■ Stated exercise ■
Transcribe the records below exactly, leaving out any pictures.

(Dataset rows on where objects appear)
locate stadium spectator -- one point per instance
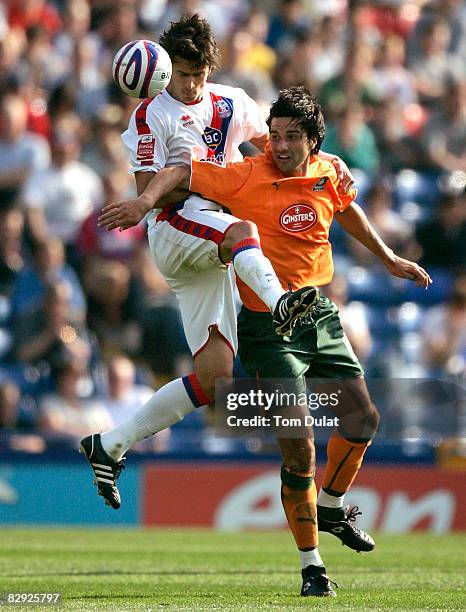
(13, 436)
(444, 338)
(353, 317)
(47, 265)
(391, 78)
(443, 238)
(432, 65)
(67, 413)
(103, 150)
(110, 310)
(11, 248)
(389, 224)
(444, 136)
(354, 84)
(94, 243)
(21, 152)
(50, 333)
(288, 23)
(23, 14)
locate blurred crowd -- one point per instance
(88, 327)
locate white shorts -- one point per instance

■ Exercise output ■
locate stadium spectator -- one point per instance
(13, 436)
(444, 338)
(353, 317)
(47, 265)
(391, 78)
(443, 238)
(432, 65)
(67, 413)
(103, 150)
(110, 310)
(11, 248)
(389, 224)
(444, 136)
(354, 84)
(94, 243)
(21, 152)
(50, 333)
(288, 23)
(23, 14)
locate blurred crowd -- one point per instance
(88, 327)
locate white shorts -- one point per instance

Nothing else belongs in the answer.